Task details:
In the entries that follow, how many lines hold the string "feather"? Give only that number.

Records:
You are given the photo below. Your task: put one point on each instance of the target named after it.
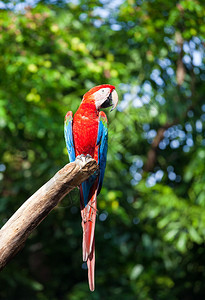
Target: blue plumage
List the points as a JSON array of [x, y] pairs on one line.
[[102, 142]]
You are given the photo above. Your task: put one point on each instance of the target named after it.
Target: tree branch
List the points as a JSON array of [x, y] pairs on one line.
[[17, 229]]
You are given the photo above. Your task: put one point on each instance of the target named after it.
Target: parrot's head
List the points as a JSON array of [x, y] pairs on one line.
[[102, 96]]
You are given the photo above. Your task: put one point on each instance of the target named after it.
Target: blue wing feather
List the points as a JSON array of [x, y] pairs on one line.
[[68, 132], [102, 142]]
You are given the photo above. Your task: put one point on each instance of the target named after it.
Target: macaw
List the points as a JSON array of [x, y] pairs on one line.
[[86, 134]]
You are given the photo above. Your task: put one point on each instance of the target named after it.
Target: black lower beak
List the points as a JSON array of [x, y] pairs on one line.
[[108, 102]]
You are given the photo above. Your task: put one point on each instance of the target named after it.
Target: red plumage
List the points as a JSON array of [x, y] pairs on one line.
[[85, 132]]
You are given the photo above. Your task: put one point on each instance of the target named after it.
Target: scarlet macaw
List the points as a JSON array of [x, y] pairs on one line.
[[86, 134]]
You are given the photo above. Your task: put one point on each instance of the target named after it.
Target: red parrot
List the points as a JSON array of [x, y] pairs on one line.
[[86, 134]]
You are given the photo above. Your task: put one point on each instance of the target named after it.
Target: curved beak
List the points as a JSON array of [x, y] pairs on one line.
[[114, 97]]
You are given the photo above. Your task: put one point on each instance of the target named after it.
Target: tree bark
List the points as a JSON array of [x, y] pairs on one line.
[[17, 229]]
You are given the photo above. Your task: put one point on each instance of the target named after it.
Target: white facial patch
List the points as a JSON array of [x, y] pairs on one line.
[[101, 96]]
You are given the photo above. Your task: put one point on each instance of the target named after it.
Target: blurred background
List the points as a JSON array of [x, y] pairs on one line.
[[150, 228]]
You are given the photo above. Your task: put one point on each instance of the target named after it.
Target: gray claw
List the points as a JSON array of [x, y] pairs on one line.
[[81, 160]]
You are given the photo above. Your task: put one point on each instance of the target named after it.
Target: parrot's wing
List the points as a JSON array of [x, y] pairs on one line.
[[102, 141], [68, 131]]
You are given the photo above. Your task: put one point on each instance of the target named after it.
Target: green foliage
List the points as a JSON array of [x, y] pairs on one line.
[[150, 229]]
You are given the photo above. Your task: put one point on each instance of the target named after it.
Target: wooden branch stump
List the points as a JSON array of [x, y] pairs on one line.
[[17, 229]]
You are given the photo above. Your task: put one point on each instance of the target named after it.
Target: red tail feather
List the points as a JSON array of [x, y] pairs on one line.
[[88, 214]]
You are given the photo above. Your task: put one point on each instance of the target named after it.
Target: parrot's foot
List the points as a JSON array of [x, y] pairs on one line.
[[81, 160]]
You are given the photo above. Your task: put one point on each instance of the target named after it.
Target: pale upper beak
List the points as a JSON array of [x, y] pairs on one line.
[[114, 99]]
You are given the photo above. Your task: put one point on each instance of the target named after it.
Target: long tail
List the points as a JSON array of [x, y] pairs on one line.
[[88, 214]]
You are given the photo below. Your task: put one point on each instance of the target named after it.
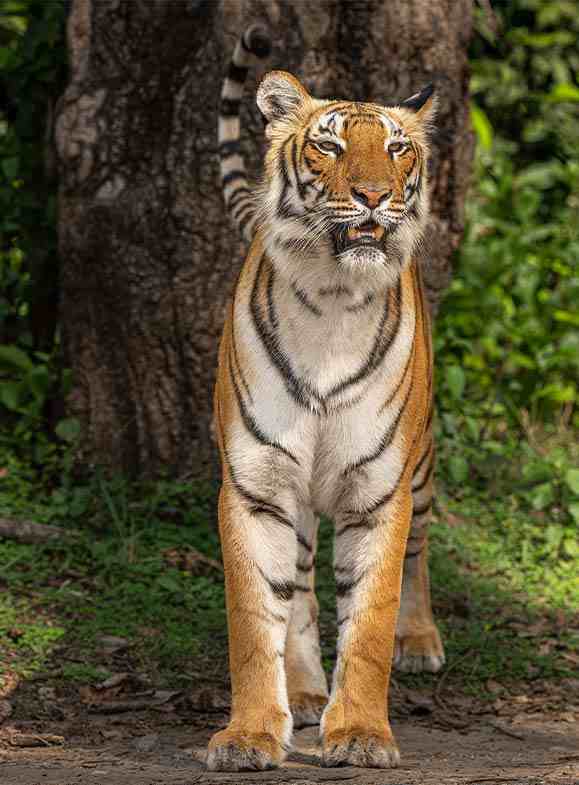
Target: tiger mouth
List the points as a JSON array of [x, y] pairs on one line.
[[367, 235]]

Task response:
2